> _Belge Alıntısı_:
MARDİN - Nusaybin’de yasak sürecinde Fırat Mahallesi’nde bulunan evlerinden çıkmak zorunda kalan Zılfet Heybetoğlu ve ailesi, gittikleri İstanbul’da kalamayarak yasağa rağmen memleketlerine geri döndü.
Mardin’in Nusaybin ilçesinde yıkımın sürdüğü mahallelerde oturan yurttaşların yaşamları yaklaşık 1 yıldır büyük bir direniş içinde geçiyor. Evi Fırat Mahallesi’nde bulunan Zılfet Heybetoğlu ve ailesi, mahallede ilan edilen yasaktan önce evlerini terk etmek zorunda kaldı.
Mahallenin İpekyolu güzergâhına yakın olan evleri diğer yasaklar süresince de birçok kez kurşunların hedefi oldu. 6 kez ilan edilen yasak sırasında evlerini terk etmeyen Heybetoğlu ailesi, bazı günler kurşunların hedefi olmamak için mutfakta uyudu. Dört oğlu olan Zıfet Heybetoğlu, “Ben o zaman kendim için değil, çocuklarım için korkuyordum. Biz de henüz yasak olmadan başka bir mahallede olan yakınımın evine geldik” dedi.

> _Kayıtlı Veriler_:
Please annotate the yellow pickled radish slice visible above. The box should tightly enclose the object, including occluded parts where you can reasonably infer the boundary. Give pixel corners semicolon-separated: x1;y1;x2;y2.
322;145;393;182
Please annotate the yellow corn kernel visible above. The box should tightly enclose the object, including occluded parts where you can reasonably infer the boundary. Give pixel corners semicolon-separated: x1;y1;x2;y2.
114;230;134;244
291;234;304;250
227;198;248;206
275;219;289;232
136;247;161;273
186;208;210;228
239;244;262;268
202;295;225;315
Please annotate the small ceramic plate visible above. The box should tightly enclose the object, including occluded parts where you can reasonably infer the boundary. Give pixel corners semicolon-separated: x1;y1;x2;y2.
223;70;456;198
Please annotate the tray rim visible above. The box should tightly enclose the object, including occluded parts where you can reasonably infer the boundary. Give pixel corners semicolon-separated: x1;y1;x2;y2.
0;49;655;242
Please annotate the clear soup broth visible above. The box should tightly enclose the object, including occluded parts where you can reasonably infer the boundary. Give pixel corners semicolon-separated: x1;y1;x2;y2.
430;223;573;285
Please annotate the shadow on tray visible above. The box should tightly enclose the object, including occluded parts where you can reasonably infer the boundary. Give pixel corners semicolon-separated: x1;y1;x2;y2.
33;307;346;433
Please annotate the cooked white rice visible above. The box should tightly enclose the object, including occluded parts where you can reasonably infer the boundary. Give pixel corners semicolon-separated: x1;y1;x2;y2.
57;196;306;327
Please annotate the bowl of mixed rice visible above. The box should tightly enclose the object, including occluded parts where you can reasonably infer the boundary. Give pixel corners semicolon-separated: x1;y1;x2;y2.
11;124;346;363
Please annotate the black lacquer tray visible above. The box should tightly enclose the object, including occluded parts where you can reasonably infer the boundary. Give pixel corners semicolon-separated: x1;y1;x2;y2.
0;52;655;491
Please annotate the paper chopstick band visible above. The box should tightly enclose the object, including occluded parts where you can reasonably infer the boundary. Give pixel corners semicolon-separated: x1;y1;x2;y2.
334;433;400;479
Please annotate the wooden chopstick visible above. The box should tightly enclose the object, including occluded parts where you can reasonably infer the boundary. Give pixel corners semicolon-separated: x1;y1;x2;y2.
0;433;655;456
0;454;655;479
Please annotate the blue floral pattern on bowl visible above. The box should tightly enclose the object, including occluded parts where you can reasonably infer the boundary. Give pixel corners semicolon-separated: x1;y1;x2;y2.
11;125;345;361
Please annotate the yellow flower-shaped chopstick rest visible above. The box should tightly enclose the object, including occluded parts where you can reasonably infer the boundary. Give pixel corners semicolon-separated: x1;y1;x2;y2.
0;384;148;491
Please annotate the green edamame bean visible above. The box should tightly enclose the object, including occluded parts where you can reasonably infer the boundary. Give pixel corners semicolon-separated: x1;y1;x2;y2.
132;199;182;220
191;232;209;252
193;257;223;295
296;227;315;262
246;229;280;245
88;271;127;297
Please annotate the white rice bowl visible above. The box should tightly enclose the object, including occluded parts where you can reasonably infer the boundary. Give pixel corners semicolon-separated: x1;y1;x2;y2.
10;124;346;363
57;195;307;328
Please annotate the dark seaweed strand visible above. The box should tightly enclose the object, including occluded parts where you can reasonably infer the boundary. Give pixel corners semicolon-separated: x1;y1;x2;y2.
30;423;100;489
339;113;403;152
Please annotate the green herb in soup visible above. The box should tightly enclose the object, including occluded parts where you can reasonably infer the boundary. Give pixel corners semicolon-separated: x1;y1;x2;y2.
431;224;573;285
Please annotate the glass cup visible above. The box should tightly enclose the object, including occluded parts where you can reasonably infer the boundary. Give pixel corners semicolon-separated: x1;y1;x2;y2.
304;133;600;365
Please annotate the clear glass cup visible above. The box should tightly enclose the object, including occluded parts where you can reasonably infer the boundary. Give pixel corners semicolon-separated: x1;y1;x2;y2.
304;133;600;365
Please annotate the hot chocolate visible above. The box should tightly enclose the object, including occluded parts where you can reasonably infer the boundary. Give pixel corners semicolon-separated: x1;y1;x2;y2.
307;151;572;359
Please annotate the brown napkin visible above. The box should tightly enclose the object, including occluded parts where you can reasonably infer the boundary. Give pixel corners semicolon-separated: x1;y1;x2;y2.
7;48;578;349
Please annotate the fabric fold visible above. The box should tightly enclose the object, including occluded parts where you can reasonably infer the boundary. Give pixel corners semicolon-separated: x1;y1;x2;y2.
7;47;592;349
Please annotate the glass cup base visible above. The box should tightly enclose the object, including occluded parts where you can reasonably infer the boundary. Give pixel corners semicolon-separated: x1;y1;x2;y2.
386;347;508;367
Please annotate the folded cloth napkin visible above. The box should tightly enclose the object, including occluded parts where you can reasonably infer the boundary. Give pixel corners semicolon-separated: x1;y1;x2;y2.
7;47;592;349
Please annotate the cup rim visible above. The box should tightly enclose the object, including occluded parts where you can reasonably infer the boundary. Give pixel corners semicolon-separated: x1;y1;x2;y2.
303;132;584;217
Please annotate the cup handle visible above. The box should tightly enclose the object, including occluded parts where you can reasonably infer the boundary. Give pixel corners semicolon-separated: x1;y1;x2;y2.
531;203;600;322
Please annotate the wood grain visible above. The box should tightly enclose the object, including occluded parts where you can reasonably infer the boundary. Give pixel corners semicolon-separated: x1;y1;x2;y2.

> _Verilen Alıştırma 1_:
Nusaybin haberinin "MARDİN - Nusaybin’de" sözcüklerini içeren yerle açılıp "memleketlerine geri döndü." ile kapanan bölümünü hiçbir değişiklik yapmadan yeniden yazınız.
> _Verilen Alıştırma 2_:
Nusaybin haberini son cümlesinin ardından sürdürünüz.

> _Beklenen Çıktı 1_:
MARDİN - Nusaybin’de yasak sürecinde Fırat Mahallesi’nde bulunan evlerinden çıkmak zorunda kalan Zılfet Heybetoğlu ve ailesi, gittikleri İstanbul’da kalamayarak yasağa rağmen memleketlerine geri döndü.

> _Beklenen Çıktı 2_:
İSTANBUL’A GÖÇ
O dönemde eşinin işten çıktığını bu yüzden ilçede başka bir ev de kiralayamadıklarını söyleyen Heybetoğlu, “Eşim burada tekerleklerin geri dönüşümünün yapıldığı fabrikada çalışıyordu. Bu savaş hali nedeniyle işleri kötü oldu ve çıkarttılar. Eşim ‘İstanbul’a gidelim geçici olarak belki bir iş buluruz ondan sonra buralarda biraz daha rahatlamış olur’ dedi. Biz öylece gittik oraya” diye anlattı.
NUSAYBİN’E YAKIN OLMAK İÇİN DÖNDÜLER
Birçok Nusaybinli gibi içeride kalan gençleri düşününce evlerinden tek bir parça eşya, yedek kıyafet bile almadan çıktıklarını belirtiyor Heybetoğlu, burada 2 ay kaldıklarını söyleyerek geri dönüş süreçlerini şu sözlerle anlattı: “Sonra eşim ‘Burada dayanamıyorum memlekete gidelim’ dedi. Ben yasak var nasıl gideceğiz diye sorduğumda, ‘Mardin’e, Kızıltepe’ye gidelim ama buralarda kalmayalım, nefes alabilelim’ dedi. Biz geldik ve Kızıltepe’de kalmaya başladık. Bize burada bedava kalacağımız bir ev verdiler.”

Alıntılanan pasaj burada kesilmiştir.